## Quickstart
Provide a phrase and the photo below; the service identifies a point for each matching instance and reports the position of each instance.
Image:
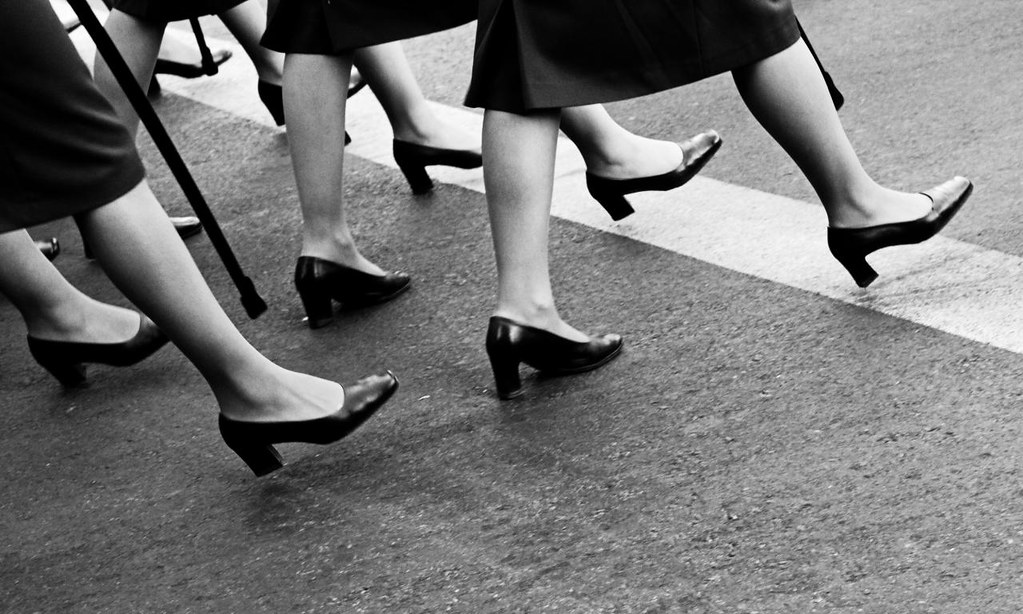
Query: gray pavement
(756, 448)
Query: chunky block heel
(67, 359)
(417, 178)
(71, 375)
(262, 459)
(506, 378)
(862, 273)
(615, 204)
(320, 281)
(50, 248)
(315, 301)
(253, 441)
(851, 246)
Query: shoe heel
(862, 273)
(506, 378)
(318, 307)
(71, 375)
(616, 205)
(417, 178)
(262, 458)
(272, 98)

::::::::::

● **The task**
Copy the listing over exactly, skipping the pictures it holds.

● **Expected answer**
## Quickstart
Provide a phrase and the photo below; the service identifies a point for each matching instance and reports the position of each instance.
Image:
Query: gray pavement
(756, 448)
Query: chunky block heel
(67, 359)
(417, 178)
(71, 375)
(262, 459)
(506, 378)
(862, 273)
(615, 204)
(320, 281)
(50, 248)
(315, 301)
(253, 441)
(851, 246)
Query: shoe heel
(862, 273)
(506, 378)
(318, 307)
(71, 375)
(616, 205)
(417, 178)
(262, 458)
(272, 98)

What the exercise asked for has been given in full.